Making Change

A restored store on Old Maple and 4th, NW.

The town is changing. The corner store where patrons could buy a single black and mild along with a lotto ticket is still there. It still sells lotto. There are a few cold 40s in the cooler, next to an extended collection of batch artisanal beer from the Rocky and the Sierra mountains. None from Milwaukee.

The long-term neighbors keep an eye on the new folks. The ones who foolishly stand on the street, rifling through their bags, not paying attention to the opportunistic predators. The first ones who fixed up Miss Carter’s house after she passed on. They were very into their front yard. The next ones who bought the houses that someone else fixed up. Lots of granite and walls coming down for an “open” floor plan.

The ones with their fancy three-wheeled strollers. They carry their fat babies in their reverse backpacks, facing out with their pink cheeks and pillow feet. In one hand they grip a stainless steel coffee cup and in the other the leash for their misshapen dog. The dog that is afraid of blowing leaves and trash trucks and barks at the ladies wearing their church hats.

____

- **Problem to work on**:
Copy word for word the passage of the town piece that begins at the words "The ones with" and stops after "wearing their church hats.". Rely only on the town piece above.

- **Collected material**:
____

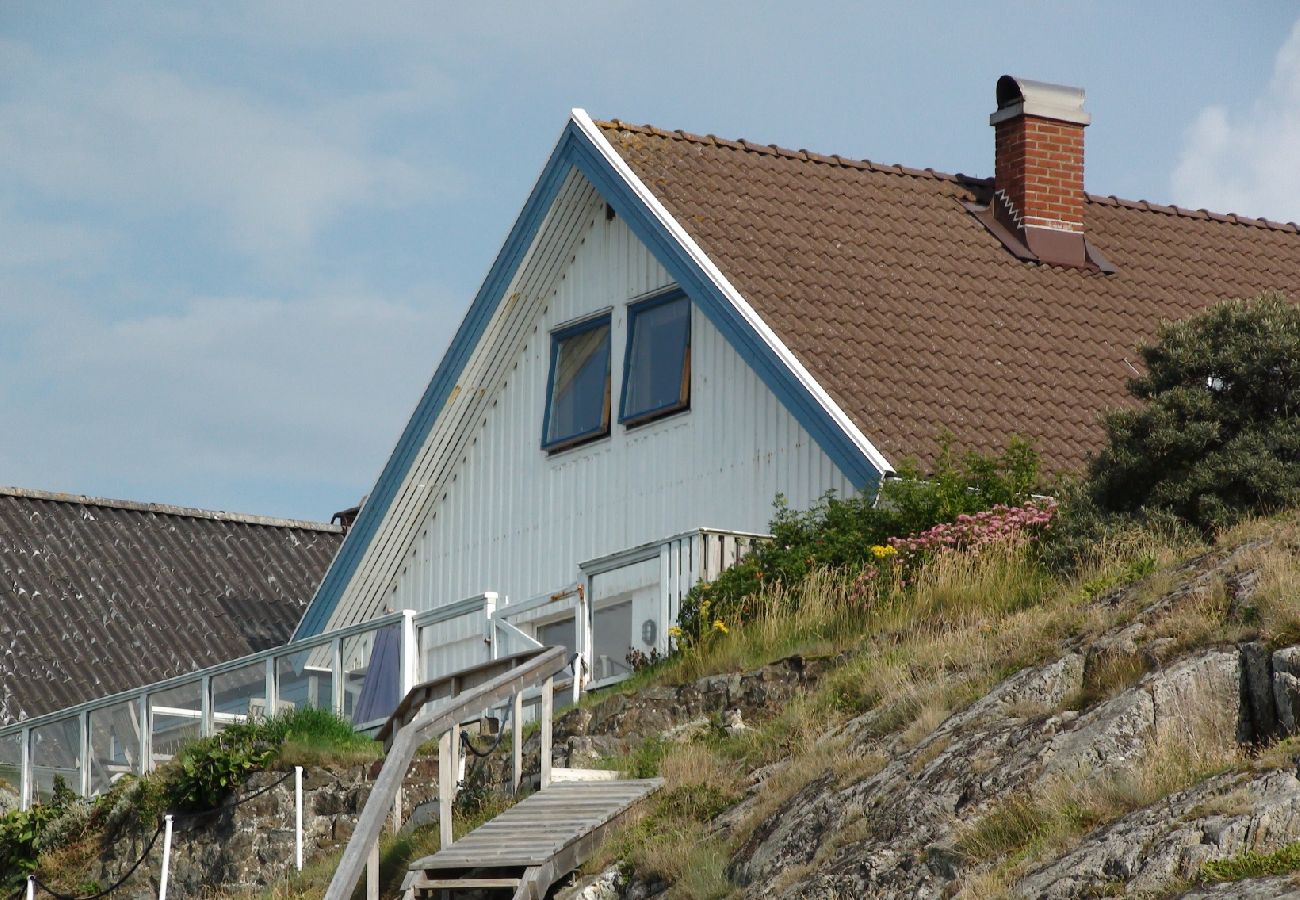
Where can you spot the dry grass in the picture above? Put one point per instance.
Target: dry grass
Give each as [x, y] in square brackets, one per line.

____

- **Solution below**:
The ones with their fancy three-wheeled strollers. They carry their fat babies in their reverse backpacks, facing out with their pink cheeks and pillow feet. In one hand they grip a stainless steel coffee cup and in the other the leash for their misshapen dog. The dog that is afraid of blowing leaves and trash trucks and barks at the ladies wearing their church hats.